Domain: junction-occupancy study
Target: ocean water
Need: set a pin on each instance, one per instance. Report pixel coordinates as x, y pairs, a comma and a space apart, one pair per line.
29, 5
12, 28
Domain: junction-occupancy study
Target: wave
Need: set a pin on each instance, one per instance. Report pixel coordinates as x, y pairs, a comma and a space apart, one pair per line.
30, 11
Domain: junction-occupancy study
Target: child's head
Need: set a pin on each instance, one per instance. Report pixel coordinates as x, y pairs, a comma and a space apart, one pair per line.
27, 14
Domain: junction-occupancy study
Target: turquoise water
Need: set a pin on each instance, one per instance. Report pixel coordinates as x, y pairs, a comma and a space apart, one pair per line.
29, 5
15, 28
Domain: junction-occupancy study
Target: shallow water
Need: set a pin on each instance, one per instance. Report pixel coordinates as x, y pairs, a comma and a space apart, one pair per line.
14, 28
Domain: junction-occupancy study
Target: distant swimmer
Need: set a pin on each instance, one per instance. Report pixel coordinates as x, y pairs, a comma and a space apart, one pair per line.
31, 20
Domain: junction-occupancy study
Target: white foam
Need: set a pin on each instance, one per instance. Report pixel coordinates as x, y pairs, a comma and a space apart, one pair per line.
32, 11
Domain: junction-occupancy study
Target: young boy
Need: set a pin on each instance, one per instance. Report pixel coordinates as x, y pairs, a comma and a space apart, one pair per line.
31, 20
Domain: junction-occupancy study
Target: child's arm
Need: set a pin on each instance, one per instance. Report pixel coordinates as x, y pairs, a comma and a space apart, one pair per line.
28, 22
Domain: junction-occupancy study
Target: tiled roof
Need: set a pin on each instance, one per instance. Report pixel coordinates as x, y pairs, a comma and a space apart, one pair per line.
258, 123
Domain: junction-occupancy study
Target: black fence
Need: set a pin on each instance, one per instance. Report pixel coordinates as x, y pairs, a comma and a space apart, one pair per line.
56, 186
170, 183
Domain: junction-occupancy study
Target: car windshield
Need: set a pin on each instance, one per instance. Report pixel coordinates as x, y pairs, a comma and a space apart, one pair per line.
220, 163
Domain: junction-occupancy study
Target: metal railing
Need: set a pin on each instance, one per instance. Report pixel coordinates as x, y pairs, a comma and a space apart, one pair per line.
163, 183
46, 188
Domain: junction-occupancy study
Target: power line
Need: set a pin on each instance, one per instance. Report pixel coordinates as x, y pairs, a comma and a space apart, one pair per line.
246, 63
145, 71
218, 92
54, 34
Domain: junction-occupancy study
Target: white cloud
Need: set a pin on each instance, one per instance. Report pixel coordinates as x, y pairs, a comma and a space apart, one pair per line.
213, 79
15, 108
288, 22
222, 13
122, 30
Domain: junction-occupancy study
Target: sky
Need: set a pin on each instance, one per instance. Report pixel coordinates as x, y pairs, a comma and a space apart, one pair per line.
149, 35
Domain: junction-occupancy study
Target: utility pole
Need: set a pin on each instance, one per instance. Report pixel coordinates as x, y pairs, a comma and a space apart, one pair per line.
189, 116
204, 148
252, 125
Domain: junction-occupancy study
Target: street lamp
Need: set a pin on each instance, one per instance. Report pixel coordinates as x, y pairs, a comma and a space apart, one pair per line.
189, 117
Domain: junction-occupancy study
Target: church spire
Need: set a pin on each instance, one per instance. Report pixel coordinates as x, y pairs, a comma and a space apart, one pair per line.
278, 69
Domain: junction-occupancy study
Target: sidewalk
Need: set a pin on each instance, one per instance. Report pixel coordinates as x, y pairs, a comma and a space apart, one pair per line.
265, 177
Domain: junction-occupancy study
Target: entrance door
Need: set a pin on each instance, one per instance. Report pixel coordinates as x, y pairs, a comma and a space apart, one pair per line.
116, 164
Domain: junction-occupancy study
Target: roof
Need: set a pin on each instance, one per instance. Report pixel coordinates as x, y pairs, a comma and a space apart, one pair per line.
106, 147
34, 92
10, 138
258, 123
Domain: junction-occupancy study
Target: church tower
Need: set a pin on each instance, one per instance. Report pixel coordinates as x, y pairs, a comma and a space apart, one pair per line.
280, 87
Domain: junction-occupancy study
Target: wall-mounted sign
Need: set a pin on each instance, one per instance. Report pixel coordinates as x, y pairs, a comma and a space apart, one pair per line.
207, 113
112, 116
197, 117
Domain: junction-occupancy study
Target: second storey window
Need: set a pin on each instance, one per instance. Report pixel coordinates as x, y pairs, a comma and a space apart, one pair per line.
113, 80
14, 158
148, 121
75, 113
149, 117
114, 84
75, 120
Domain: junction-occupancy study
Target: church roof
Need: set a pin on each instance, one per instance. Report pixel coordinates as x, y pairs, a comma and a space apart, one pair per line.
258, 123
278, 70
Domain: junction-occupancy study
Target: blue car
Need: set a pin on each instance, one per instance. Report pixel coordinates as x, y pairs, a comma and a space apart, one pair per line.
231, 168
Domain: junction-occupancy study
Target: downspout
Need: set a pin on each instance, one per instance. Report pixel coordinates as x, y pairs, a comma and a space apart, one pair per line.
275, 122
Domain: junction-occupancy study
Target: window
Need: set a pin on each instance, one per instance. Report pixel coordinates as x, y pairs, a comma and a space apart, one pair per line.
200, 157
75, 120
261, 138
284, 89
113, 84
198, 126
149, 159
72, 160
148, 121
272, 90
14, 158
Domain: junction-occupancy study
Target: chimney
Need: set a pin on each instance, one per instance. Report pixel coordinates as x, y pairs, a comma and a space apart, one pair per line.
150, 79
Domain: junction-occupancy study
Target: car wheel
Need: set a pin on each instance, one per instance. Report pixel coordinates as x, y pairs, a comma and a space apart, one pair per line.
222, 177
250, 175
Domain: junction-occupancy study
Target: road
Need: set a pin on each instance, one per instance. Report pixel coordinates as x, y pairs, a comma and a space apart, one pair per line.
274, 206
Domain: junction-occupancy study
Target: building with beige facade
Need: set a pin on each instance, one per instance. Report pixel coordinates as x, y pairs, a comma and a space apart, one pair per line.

•••

Please restate the whole listing word for word.

Domain: junction-occupancy study
Target: ocean water
Need: set a pin on each instance, one per instance. Report pixel coordinates as x, y pairs, a comma and a space apart, one pair per line.
29, 5
12, 28
Domain: junction-occupancy study
Target: wave
Need: set a pin on each instance, one per instance. Report pixel coordinates as x, y pairs, a comma and a space apart, one pair per line.
30, 11
Domain: junction-occupancy study
Target: child's head
Need: set a pin on each instance, one per instance. Report pixel coordinates as x, y pairs, a comma and a space apart, one pair per line.
27, 14
Domain: junction-occupancy study
Target: turquoise water
Need: set a pin on each instance, one per instance. Report pixel coordinates as x, y pairs, a comma and a space apart, one pair per line.
29, 5
15, 28
Domain: junction-occupancy study
Target: shallow water
Need: set a pin on each instance, one per instance. Report pixel coordinates as x, y pairs, a comma and a space apart, one pair per line.
14, 28
Domain: junction-occupancy study
Target: distant swimmer
Need: set a pin on each instance, one per instance. Report pixel coordinates as x, y pairs, a comma and a space apart, one pair per line.
31, 20
Domain: junction-occupancy study
Target: white foam
Need: set a pin on each instance, one per instance. Report pixel coordinates as x, y pairs, a comma and a space apart, one pair per line.
32, 11
Domain: junction-occupancy study
Target: young boy
Need: set a pin on each instance, one per instance. Report pixel coordinates as x, y pairs, a comma and a space apart, one pair per line.
31, 20
Domain: junction-occupancy study
Target: child's arm
Need: set a pin on each instance, one per instance. Report pixel coordinates as x, y pairs, a comma and a space apart, one pair per line.
28, 22
Domain: junction-occupancy study
Target: tiled roof
Need: set a pin on each instance, one per instance. Report pixel coordinates as x, y pairs, a comma and a space apart, one pair per line.
258, 123
Domain: junction-occupancy study
Target: black fence
Need: set a pin on each instance, one per instance. Report pixel coordinates as x, y pairs, a comma and a space apart, one pair per line.
56, 186
170, 183
Domain: junction-occupancy study
Target: car windshield
Need: set a pin on each instance, one per instance. Report pixel coordinates as x, y pairs, a comma and a space apart, one pair per line.
220, 163
Domain: junction-occupancy study
Target: metal railing
Need: set a pin on each instance, one per instance. Report pixel coordinates as x, y pairs, a comma and a space apart, one pair per line.
163, 183
46, 188
Domain: junction-occupancy study
Target: power line
Need: set a pin on each instance, one per instance. Report pixel coordinates as x, y pairs, a comma and a space apart, one pair per line.
246, 63
145, 71
218, 92
54, 34
Domain: junction-occupancy study
Target: white cloud
Need: set a pin on each instance, one per instance. Report pixel coordinates as x, y pairs, a comma and a space apart, one pair per line.
213, 79
15, 108
288, 22
222, 13
122, 30
Domain: junction-occupancy study
Target: sky
Need: set a pin on each instance, one per instance. Report pixel coordinates as x, y pairs, a comma and a space apart, one pair per line.
149, 35
Domain: junction-occupancy study
Target: utility pole
Need: set a pin on each instance, one per instance. Report pixel coordinates as x, y pairs, a comma and a space apart, one pair per line.
189, 116
204, 148
252, 125
Domain: junction-occupancy study
Target: street lamp
Need: set a pin on each instance, one per instance. Report pixel coordinates as x, y pairs, a comma and a space apart, one pair per line.
189, 117
Domain: junction-occupancy study
Target: church spire
Need: set a pin on each instance, one per instance. Report pixel coordinates as x, y pairs, a comma and a space apart, one pair per line.
278, 69
Domain: junction-occupancy study
Target: sidewalk
Need: set a pin on each instance, one per instance. Report pixel coordinates as x, y pairs, a comma and a space apart, one pair per line.
265, 177
Domain: junction-occupancy study
Target: entrance door
Need: set a pin on each instance, one per instance. Report pixel coordinates as x, y pairs, a comma and a space apart, one pair per line.
116, 164
Domain: junction-occupancy study
Target: roof
Need: set a pin on each instance, one per instance. Report pixel coordinates as x, y pairs, a comma and a space apart, one pair per line.
106, 147
34, 92
10, 138
258, 123
Domain: junction-occupancy study
Target: church tower
Need: set a pin on each instance, one per instance. Report pixel coordinates as x, y pairs, a comma and a space apart, one pair per line.
280, 87
Domain: junction-occupancy study
Target: wall-mounted sign
Need: set a pin on each instance, one per instance. Report pixel coordinates as x, y pairs, a comma and a space apart, one pair per line.
207, 113
112, 116
197, 117
Domain: junction-occupancy study
Target: second storey window
Need: set a pin on each instance, one per instance. Report pixel coordinates as x, y pairs, a comma and a space apart, one pair per line.
113, 80
14, 158
148, 121
75, 113
149, 117
114, 84
75, 120
Domain: junction-occupancy study
Target: church roof
Need: set a pin on each instance, one per instance. Report pixel coordinates as x, y pairs, a comma and a space apart, one pair per line.
258, 123
278, 70
Domain: junction-occupancy study
Target: blue car
Need: set a pin on each instance, one per instance. Report pixel coordinates as x, y pairs, a comma and a space apart, one pair per line.
231, 168
Domain: junction-occupancy study
Target: downspout
Need: set a pin on each instance, one per instance. Report pixel coordinates as x, y pairs, a comma and a space apart, one pair per line.
275, 122
Domain: junction-occupancy study
Target: window
Need: set a pin on each instance, one per instance. Report pixel coordinates as x, y pairs, a comma and a space apart, one pair per line.
200, 157
75, 120
261, 138
284, 89
113, 84
198, 126
149, 159
72, 160
148, 121
272, 90
14, 158
Domain: junction-occupancy study
Target: chimney
Need: set a pin on each instance, one per instance. Report pixel coordinates as x, y pairs, a comma and a space apart, one pair per line.
150, 79
Domain: junction-occupancy study
Target: car wheel
Need: set a pin on each instance, one per instance. Report pixel coordinates as x, y pairs, a comma and a space apart, one pair per line.
222, 177
250, 175
Domain: junction-occupancy study
Target: road
Need: set a pin on each instance, one per instance. Report pixel coordinates as x, y pairs, a comma and a space apart, one pair per line.
274, 206
Domain: junction-occupancy study
Target: building with beige facade
Need: set a pin on each instance, one per instance. Report pixel coordinates as x, y pairs, a comma and a space apart, one pair per line.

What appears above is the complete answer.